• [What you are asked to do]
Skip the pictures. Transcribe the rest of the data below without changing a word.

⁂

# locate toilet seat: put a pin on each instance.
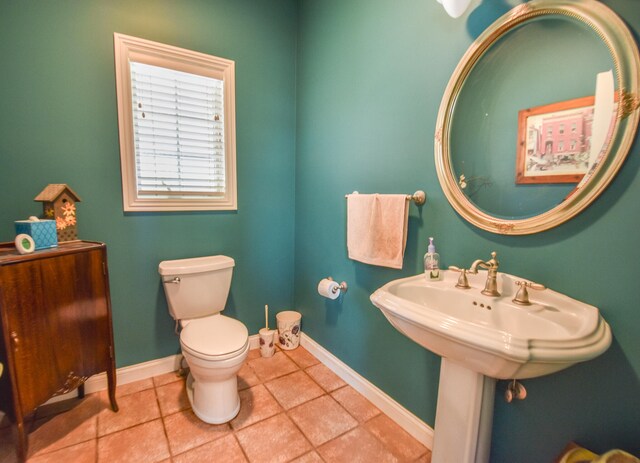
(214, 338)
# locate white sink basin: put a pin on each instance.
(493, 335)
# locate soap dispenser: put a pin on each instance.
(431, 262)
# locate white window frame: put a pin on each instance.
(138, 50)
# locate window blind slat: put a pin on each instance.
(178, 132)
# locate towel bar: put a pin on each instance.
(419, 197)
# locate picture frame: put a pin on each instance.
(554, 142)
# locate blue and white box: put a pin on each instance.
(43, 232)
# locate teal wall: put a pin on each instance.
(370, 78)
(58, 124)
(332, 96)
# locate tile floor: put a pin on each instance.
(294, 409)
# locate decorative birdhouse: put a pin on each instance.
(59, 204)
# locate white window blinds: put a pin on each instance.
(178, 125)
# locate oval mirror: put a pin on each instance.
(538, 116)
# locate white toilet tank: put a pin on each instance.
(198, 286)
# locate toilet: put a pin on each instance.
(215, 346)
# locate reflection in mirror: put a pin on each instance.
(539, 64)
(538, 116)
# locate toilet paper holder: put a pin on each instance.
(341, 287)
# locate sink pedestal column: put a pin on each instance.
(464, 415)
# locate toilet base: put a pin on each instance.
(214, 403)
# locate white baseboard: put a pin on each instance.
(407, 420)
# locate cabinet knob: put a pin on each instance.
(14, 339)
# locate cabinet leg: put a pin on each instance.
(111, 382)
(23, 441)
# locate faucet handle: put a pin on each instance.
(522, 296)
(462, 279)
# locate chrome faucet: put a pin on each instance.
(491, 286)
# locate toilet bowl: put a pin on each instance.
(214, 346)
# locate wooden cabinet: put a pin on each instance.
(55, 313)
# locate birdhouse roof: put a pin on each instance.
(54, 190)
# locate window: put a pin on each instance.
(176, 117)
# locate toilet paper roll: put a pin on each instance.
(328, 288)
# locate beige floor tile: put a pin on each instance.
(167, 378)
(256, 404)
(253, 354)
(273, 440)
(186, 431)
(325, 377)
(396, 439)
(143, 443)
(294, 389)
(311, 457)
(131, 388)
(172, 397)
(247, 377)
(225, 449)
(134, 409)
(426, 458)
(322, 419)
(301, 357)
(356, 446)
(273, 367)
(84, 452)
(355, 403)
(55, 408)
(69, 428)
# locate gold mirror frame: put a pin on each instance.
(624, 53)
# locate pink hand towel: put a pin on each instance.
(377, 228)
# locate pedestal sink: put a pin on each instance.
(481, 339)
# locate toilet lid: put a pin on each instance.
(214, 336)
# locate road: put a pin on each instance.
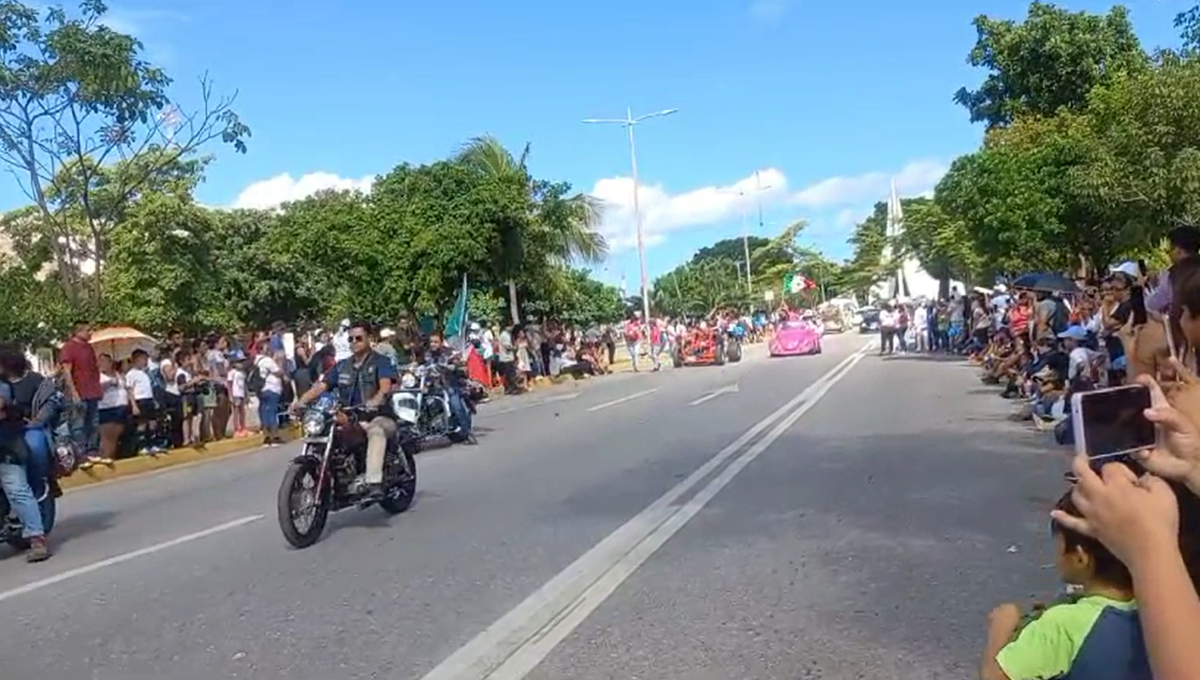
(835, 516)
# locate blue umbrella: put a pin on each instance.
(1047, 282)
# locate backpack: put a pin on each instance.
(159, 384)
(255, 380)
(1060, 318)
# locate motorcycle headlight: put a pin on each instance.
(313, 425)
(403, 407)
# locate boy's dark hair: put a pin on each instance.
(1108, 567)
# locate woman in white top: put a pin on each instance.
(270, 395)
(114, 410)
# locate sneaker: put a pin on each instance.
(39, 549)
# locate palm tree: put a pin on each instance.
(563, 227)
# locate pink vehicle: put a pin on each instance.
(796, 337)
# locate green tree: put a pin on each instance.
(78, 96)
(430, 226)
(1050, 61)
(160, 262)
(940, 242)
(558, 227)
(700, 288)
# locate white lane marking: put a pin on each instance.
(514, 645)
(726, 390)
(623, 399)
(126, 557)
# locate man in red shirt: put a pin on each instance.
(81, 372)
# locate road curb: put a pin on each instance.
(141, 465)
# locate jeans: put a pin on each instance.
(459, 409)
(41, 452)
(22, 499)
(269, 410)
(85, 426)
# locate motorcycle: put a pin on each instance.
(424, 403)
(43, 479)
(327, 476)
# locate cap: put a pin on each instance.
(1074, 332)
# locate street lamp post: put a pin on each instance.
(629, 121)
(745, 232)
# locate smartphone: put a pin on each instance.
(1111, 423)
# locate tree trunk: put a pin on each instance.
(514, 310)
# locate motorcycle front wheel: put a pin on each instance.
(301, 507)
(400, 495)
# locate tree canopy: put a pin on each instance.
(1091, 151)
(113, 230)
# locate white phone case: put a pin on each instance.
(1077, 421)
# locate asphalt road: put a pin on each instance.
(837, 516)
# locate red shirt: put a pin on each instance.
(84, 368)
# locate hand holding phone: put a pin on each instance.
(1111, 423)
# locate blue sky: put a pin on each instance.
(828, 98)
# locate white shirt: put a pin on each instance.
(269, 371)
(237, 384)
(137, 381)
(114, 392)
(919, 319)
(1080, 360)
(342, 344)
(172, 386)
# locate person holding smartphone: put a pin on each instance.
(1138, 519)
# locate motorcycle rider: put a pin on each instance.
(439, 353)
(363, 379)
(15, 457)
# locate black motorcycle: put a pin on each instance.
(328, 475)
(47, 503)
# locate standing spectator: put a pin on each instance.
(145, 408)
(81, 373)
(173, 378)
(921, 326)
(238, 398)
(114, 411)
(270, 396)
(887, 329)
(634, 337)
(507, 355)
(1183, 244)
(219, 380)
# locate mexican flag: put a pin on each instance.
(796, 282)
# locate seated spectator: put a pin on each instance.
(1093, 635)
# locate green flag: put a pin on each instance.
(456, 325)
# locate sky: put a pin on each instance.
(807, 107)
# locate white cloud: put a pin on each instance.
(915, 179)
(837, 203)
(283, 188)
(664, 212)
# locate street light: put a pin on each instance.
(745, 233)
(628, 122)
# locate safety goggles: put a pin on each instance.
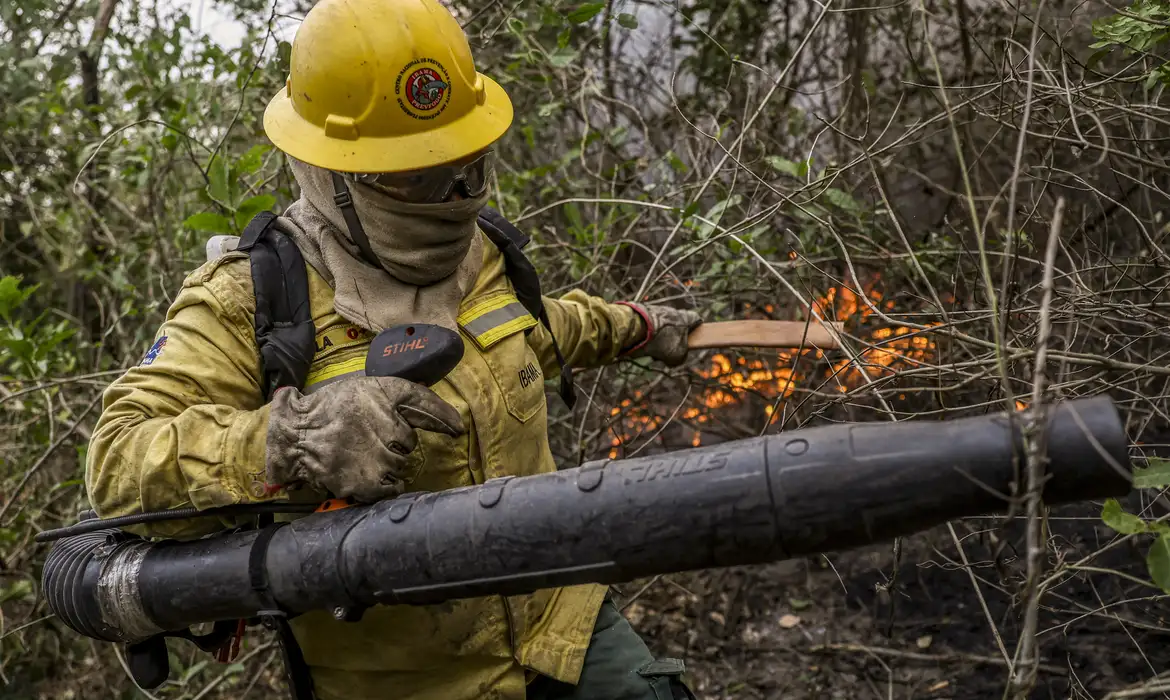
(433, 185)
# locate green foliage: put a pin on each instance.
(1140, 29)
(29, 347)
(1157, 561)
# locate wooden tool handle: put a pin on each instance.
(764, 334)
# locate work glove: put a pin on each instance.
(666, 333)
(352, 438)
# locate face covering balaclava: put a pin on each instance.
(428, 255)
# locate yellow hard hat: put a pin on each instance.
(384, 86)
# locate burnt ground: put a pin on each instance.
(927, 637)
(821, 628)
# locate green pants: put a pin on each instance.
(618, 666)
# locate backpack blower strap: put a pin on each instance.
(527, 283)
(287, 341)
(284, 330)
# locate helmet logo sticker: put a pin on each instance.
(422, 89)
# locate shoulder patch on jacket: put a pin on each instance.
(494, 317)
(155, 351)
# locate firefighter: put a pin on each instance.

⁂

• [Solution to this exercise]
# locate toilet seat: put a pin on each instance.
(214, 338)
# locate white sink basin: put a pin on each instance.
(493, 335)
# locate soap dispenser: put a pin on each instance.
(431, 262)
# locate white window frame: put a pin on each instance.
(138, 50)
# locate window blind slat: put a pin on each instance.
(178, 132)
# locate towel bar: put a pin on each instance.
(419, 197)
# locate picture frame: put a pin on each instance.
(554, 142)
# locate blue and white box: put a pin on each instance.
(43, 232)
# locate teal wall: put a pin on each instance.
(370, 78)
(58, 124)
(332, 96)
# locate tile floor: put a pin on each instance.
(294, 409)
# locate decorative birdhouse: put a pin on each instance.
(59, 204)
# locate white window blinds: put a pin on each instance.
(178, 125)
# locate oval mirror: put a pin on each instance.
(538, 116)
# locate white toilet tank: put a pin on each instance.
(198, 286)
# locate toilet: put a pin on each instance.
(215, 346)
# locate reflection in mirror: put a pin on each instance.
(539, 64)
(538, 116)
# locate toilet paper holder: put a pin on each instance.
(341, 287)
# locate sink pedestal column: put a pin on each instance.
(464, 415)
# locate toilet base: put a pin on each instance.
(214, 403)
# locate white baseboard: put a pin on each instance.
(407, 420)
# locate cabinet knob: put a pin on each instance.
(14, 339)
# locate cabinet leg: put a pin on each instance.
(111, 382)
(23, 441)
# locate faucet handle: put a pin on each instance.
(522, 296)
(462, 279)
# locate chrome faucet: put a pin on each instance.
(491, 286)
# locate toilet bowl: put a pin on each instance.
(214, 346)
# locate wooden cabinet: put a pin on each instance.
(55, 313)
# locate birdhouse roof: put a pin on each instance.
(54, 190)
# locate window: put a pin on each instance.
(176, 117)
# locate toilet paper roll: put a pin on each instance.
(328, 288)
# locate beige floor tile: put a pin on each instance.
(167, 378)
(256, 404)
(253, 354)
(273, 440)
(186, 431)
(325, 377)
(396, 439)
(143, 443)
(294, 389)
(311, 457)
(131, 388)
(172, 397)
(247, 377)
(225, 449)
(134, 409)
(426, 458)
(322, 419)
(301, 357)
(356, 446)
(273, 367)
(84, 452)
(355, 403)
(55, 408)
(69, 428)
# locate gold mirror frame: put a pin on each instance.
(624, 53)
# locate pink hand towel: put a pin on each instance.
(377, 228)
# locate pedestal sink: put a pin on each instance.
(481, 339)
# locate toilet lid: put a pin on each instance.
(214, 336)
# locate road: put a pin on each instance.
(835, 516)
# locate blue umbrella: put a pin on each instance.
(1047, 282)
# locate backpack: put a pin on each instance.
(159, 384)
(255, 380)
(1060, 318)
# locate motorcycle headlight: put a pin on each instance.
(313, 425)
(403, 407)
# locate boy's dark hair: put a pin on each instance.
(1108, 567)
# locate woman in white top: put a pin on each instance.
(270, 395)
(114, 410)
# locate sneaker: put a pin on each instance.
(39, 549)
# locate palm tree: put a pin on each instance.
(563, 227)
# locate pink vehicle: put a pin on each instance.
(796, 337)
# locate green tree: put a pin on each instance.
(78, 96)
(430, 226)
(1050, 61)
(160, 262)
(940, 242)
(558, 227)
(700, 288)
# locate white lane marking: put a pin on each instance.
(514, 645)
(726, 390)
(623, 399)
(126, 557)
# locate man in red shirt: put a pin on each instance.
(81, 372)
# locate road curb: put a pin on each instance.
(141, 465)
# locate jeans: put a pin on each instance.
(459, 409)
(41, 452)
(22, 499)
(269, 410)
(85, 426)
# locate motorcycle: put a pin on each instance.
(424, 403)
(43, 479)
(327, 476)
# locate cap: put a pin on each instance.
(1074, 332)
# locate street lamp post: put a pin on each instance.
(629, 121)
(745, 232)
# locate smartphone: put a pin on each instance.
(1111, 423)
# locate tree trunk: put a pin on each instance.
(514, 310)
# locate motorcycle front wheel: put a pin on each instance.
(301, 507)
(400, 495)
# locate tree canopy: put a pin on each instance.
(1091, 151)
(113, 230)
# locate white phone case: put a pin on each instance.
(1077, 421)
# locate asphalt road: put a pin on each instance.
(837, 516)
# locate red shirt: put a pin on each instance.
(84, 368)
# locate hand holding phone: put a pin on each instance.
(1111, 423)
# locate blue sky: put a pin on each instance.
(828, 98)
# locate white shirt: put a pin on each instance.
(269, 371)
(237, 384)
(137, 381)
(114, 392)
(919, 319)
(1080, 360)
(342, 344)
(172, 386)
# locate person holding smartphone: put a pin on each instance.
(1138, 519)
# locate motorcycle rider: put a pin on each instance.
(439, 353)
(363, 379)
(15, 457)
# locate black motorcycle: put a pin on each instance.
(328, 475)
(47, 503)
# locate standing spectator: put a pin on each instance.
(145, 408)
(81, 373)
(173, 378)
(921, 326)
(238, 398)
(114, 411)
(270, 396)
(887, 329)
(634, 337)
(507, 355)
(1183, 244)
(219, 380)
# locate mexican flag: put a pin on each instance.
(796, 282)
# locate seated spectator: put a pin on each instance.
(1093, 635)
# locate green flag: put a pin on each instance.
(456, 325)
# locate sky: put a pin on each instance.
(807, 107)
# locate white cloud: put a pin on each instance.
(915, 179)
(837, 203)
(283, 188)
(664, 212)
# locate street light: put a pin on each instance.
(745, 233)
(628, 122)
# locate safety goggles: put a pin on each instance.
(433, 185)
# locate green foliage: put a pin on each instance.
(1140, 29)
(29, 347)
(1157, 561)
# locate wooden tool handle: put a pin on each instance.
(764, 334)
# locate work glove: put a pin on each instance.
(666, 333)
(352, 438)
# locate face covering balaclava: put a pin on each instance.
(428, 255)
# locate yellow hard hat: put a pin on each instance.
(384, 86)
# locate burnt ground: put a pin on each instance.
(927, 637)
(821, 628)
# locate green pants: put a pin on each instance.
(618, 666)
# locate backpack blower strap: put a pin on each instance.
(527, 283)
(287, 341)
(284, 330)
# locate helmet logo sticker: put a pin on each instance.
(422, 89)
# locate shoulder patch on jacket: put a pin on each instance.
(494, 317)
(155, 351)
# locate firefighter: put a pin on each instance.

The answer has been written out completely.